(书面任务)
1. 在文本片段中，创建索引 test 时把分片数设为多少？
2. 列出文本片段中出现的所有 HTTP 请求方法。

(文本片段)

Elasticsearch restAPI

操作索引

1.創建索引

PUT test
{
  "settings": {
    "number_of_replicas": 1,
    "number_of_shards": 3
  }
}

2.創建_mapping和type

PUT test/_mapping/goods
{
  "properties":{
    "title":{
      "type":"text",
      "analyzer":"ik_max_word"
    },
    "images":{
      "type":"keyword",
      "index":"false"
    },
    "price":{
      "type":"float"
    }
  }
}

text支持分詞，keyword不支持，每個字段store(額外存儲一份)默認都爲false，因爲本身就存儲了一份，通過GET請求可以在source可以看到。

3.查看索引

GET test

可以看到

{
  "test": {
    "aliases": {},
    "mappings": {
      "goods": {
        "properties": {
          "images": {
            "type": "keyword",
            "index": false
          },
          "price": {
            "type": "float"
          },
          "title": {
            "type": "text",
            "analyzer": "ik_max_word"
          }
        }
      }
    },
    "settings": {
      "index": {
        "creation_date": "1574692112859",
        "number_of_shards": "3",
        "number_of_replicas": "1",
        "uuid": "IQHfSd6cR3W67Iijo5DJFg",
        "version": {
          "created": "6030099"
        },
        "provided_name": "test"
      }
    }
  }
}

4.刪除索引

DELETE test

新增數據

1.插入數據

POST /test/goods/
{
    "title":"小米手機",
    "images":"http://image.leyou.com/12479122.jpg",
    "price":2699.00
}

可以的到返回json

{
  "_index": "test",
  "_type": "goods",
  "_id": "faABo24BJOl0nN5bp2Uy",
  "_version": 1,
  "result": "created",
  "_shards": {
    "total": 2,
    "successful": 1,
    "failed": 0
  },
  "_seq_no": 0,
  "_primary_term": 1
}

此時id值是自動生成的faABo24BJOl0nN5bp2Uy

2.自定義Id

POST /heima/goods/2
{
    "title":"大米手機",
    "images":"http://image.leyou.com/12479122.jpg",
    "price":2899.00
}

返回json

{
  "_index": "test",
  "_type": "goods",
  "_id": "2",
  "_version": 1,
  "result": "created",
  "_shards": {
    "total": 2,
    "successful": 1,
    "failed": 0
  },
  "_seq_no": 0,
  "_primary_term": 1
}

3.自動判斷類型生成_mapping

按照上面例子中的mapping

POST /test/goods/3
{
    "title":"大米手機",
    "images":"http://image.leyou.com/12479122.jpg",
    "price":2899.00,
    "stock":200,
    "saleable":true,
    "testString":"測試"
}

新增了stock,saleable,testString,此時查看mapping

{
  "test": {
    "aliases": {},
    "mappings": {
      "goods": {
        "properties": {
          "images": {
            "type": "keyword",
            "index": false
          },
          "price": {
            "type": "float"
          },
          "saleable": {
            "type": "boolean"
          },
          "stock": {
            "type": "long"

(存储数据)
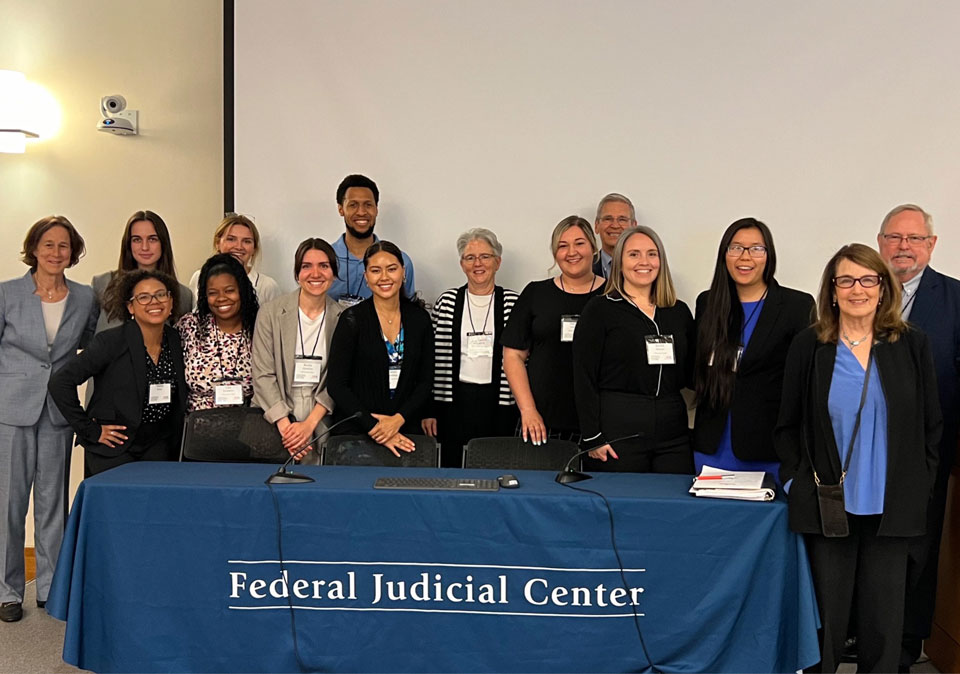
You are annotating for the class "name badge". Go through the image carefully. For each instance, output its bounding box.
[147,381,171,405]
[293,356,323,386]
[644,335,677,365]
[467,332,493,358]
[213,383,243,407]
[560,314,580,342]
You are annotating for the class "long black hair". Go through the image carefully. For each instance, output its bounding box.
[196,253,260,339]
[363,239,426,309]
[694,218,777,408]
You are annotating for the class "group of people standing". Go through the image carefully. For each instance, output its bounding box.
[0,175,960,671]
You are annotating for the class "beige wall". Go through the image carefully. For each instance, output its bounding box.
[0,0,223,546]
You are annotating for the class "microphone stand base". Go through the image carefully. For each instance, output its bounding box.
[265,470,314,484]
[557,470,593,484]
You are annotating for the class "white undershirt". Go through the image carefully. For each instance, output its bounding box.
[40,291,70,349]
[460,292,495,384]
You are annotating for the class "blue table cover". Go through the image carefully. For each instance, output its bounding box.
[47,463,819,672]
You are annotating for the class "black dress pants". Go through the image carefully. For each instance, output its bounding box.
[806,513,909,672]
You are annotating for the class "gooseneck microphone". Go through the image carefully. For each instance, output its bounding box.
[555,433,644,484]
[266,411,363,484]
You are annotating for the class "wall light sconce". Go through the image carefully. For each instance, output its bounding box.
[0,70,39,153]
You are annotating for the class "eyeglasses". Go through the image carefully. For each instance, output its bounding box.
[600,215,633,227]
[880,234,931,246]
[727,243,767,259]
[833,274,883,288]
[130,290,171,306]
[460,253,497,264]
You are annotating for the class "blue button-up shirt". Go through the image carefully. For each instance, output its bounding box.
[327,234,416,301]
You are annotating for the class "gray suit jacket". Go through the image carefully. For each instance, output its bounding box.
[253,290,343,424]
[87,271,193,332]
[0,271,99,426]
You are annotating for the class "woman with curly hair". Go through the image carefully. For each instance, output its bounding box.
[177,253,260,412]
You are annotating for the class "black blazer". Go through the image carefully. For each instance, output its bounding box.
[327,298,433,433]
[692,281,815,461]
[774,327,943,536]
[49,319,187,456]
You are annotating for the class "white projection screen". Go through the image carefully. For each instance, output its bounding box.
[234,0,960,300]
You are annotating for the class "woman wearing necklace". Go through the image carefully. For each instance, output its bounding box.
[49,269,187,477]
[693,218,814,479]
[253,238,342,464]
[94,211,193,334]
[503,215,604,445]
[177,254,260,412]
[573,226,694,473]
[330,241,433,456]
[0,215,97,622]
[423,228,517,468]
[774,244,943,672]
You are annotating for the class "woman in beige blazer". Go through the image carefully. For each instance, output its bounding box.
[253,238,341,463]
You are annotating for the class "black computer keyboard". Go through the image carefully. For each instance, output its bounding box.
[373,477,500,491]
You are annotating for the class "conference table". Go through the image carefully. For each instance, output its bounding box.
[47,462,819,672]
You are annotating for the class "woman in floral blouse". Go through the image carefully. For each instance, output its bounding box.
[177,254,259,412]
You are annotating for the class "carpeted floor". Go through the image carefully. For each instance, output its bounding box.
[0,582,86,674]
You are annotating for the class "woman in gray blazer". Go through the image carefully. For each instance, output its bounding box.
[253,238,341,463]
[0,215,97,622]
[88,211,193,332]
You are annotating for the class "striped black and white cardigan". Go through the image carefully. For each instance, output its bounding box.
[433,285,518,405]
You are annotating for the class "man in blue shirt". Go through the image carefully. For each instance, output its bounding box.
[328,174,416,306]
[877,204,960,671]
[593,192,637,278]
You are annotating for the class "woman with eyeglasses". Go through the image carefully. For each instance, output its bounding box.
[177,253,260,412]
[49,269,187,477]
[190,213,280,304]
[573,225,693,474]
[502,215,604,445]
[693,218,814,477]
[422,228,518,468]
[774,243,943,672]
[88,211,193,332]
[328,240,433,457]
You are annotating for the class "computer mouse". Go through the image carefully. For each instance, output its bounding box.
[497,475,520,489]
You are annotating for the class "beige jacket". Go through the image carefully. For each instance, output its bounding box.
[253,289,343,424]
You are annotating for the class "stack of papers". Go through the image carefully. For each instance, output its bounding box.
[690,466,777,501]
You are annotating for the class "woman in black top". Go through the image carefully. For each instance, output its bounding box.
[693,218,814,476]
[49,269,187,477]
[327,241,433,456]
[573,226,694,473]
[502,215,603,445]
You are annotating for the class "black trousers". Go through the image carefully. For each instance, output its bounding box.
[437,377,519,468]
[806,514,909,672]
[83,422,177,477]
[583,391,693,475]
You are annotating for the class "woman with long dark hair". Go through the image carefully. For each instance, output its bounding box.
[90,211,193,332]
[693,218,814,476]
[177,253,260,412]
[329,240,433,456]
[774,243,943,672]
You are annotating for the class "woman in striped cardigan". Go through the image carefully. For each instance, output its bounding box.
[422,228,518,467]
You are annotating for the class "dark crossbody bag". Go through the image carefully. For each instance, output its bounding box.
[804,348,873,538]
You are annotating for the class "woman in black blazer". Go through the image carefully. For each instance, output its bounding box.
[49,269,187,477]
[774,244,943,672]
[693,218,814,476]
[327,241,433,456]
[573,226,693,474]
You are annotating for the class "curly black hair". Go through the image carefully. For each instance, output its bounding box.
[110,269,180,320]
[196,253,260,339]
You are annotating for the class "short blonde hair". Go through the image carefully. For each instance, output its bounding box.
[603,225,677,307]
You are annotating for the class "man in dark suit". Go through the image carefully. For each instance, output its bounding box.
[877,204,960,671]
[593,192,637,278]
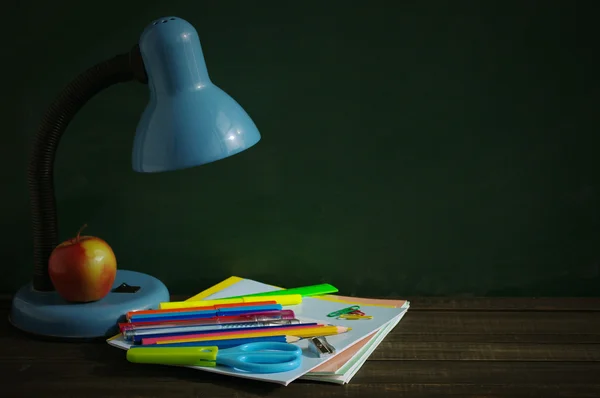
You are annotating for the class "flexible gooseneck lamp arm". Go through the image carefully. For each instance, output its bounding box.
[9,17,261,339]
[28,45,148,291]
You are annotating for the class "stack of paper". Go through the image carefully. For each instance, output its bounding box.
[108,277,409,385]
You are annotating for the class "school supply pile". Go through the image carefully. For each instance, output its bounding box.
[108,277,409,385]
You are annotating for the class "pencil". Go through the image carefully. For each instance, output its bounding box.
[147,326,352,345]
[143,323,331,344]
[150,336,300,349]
---
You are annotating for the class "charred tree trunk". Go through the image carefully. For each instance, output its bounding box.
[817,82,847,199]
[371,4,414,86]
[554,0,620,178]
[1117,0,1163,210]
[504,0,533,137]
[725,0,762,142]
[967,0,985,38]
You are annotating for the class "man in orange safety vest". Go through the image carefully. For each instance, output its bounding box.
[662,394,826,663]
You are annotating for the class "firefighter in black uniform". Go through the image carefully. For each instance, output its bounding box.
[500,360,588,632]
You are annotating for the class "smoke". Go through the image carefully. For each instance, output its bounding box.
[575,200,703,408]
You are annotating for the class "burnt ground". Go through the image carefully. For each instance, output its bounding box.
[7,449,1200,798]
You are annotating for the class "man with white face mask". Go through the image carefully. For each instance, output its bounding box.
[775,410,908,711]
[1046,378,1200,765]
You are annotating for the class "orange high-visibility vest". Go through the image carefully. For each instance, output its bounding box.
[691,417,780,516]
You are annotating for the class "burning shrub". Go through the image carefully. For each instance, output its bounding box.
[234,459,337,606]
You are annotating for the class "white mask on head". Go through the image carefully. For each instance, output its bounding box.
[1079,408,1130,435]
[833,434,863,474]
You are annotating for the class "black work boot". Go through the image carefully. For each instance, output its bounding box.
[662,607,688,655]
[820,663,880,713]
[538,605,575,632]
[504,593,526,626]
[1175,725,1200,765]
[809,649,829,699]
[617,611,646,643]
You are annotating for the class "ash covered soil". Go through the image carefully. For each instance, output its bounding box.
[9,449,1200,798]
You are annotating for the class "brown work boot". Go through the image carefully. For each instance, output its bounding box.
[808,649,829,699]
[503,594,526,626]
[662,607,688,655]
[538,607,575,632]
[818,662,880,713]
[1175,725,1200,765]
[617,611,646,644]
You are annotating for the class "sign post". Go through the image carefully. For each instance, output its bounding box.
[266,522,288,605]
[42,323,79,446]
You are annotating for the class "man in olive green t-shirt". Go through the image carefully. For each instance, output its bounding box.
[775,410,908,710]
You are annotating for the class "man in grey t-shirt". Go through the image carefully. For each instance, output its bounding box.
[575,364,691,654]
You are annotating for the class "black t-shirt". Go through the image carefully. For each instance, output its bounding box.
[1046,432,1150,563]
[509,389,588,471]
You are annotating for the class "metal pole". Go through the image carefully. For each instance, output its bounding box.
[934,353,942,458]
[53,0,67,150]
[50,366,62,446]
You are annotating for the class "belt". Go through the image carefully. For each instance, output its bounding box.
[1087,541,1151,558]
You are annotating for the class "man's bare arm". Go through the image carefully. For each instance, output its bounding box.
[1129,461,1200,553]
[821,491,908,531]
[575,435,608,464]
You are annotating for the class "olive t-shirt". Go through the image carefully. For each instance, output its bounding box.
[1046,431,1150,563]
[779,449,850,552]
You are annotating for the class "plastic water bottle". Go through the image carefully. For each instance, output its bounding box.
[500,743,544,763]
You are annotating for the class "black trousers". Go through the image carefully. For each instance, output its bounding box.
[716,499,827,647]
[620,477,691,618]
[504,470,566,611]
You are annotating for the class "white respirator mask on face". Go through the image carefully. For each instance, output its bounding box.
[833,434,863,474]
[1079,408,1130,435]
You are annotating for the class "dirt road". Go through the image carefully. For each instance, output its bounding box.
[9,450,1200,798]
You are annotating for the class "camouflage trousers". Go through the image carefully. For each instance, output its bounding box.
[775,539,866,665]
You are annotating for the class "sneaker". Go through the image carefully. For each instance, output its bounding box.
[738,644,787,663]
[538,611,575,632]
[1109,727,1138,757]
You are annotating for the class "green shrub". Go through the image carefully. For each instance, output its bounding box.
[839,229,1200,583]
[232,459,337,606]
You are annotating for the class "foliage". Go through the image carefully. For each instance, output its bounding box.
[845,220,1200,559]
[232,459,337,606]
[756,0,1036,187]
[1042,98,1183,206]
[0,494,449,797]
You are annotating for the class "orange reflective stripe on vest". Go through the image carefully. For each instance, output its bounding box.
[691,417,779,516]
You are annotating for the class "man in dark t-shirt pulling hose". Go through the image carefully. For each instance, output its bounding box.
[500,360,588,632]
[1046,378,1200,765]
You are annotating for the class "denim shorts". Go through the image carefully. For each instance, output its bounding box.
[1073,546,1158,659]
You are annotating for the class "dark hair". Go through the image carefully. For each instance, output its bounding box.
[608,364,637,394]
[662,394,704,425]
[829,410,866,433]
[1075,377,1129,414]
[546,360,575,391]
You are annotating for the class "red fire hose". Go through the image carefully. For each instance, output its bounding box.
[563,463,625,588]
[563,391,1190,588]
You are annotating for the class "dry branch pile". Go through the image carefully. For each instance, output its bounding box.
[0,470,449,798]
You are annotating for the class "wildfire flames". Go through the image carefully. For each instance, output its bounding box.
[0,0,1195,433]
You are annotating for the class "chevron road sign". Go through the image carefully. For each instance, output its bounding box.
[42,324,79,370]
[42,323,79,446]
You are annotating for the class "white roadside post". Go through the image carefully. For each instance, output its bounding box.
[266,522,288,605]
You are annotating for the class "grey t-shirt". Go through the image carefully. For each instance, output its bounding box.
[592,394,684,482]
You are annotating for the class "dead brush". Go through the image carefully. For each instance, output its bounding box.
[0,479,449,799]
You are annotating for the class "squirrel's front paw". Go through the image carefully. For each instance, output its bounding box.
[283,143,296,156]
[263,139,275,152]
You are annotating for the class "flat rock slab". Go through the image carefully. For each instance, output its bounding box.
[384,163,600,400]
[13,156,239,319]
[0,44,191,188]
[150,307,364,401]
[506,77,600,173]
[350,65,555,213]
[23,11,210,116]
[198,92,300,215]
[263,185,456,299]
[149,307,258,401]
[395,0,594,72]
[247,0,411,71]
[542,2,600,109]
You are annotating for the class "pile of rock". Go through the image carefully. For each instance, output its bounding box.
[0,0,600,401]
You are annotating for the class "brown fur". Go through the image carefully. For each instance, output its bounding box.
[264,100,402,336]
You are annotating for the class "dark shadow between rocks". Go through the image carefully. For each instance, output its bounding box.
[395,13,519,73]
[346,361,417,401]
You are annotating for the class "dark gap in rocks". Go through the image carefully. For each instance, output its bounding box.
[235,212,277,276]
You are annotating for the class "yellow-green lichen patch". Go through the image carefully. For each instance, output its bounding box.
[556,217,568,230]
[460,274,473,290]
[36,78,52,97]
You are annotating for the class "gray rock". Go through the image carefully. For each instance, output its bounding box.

(预期输出)
1. 3

2. PUT、GET、DELETE、POST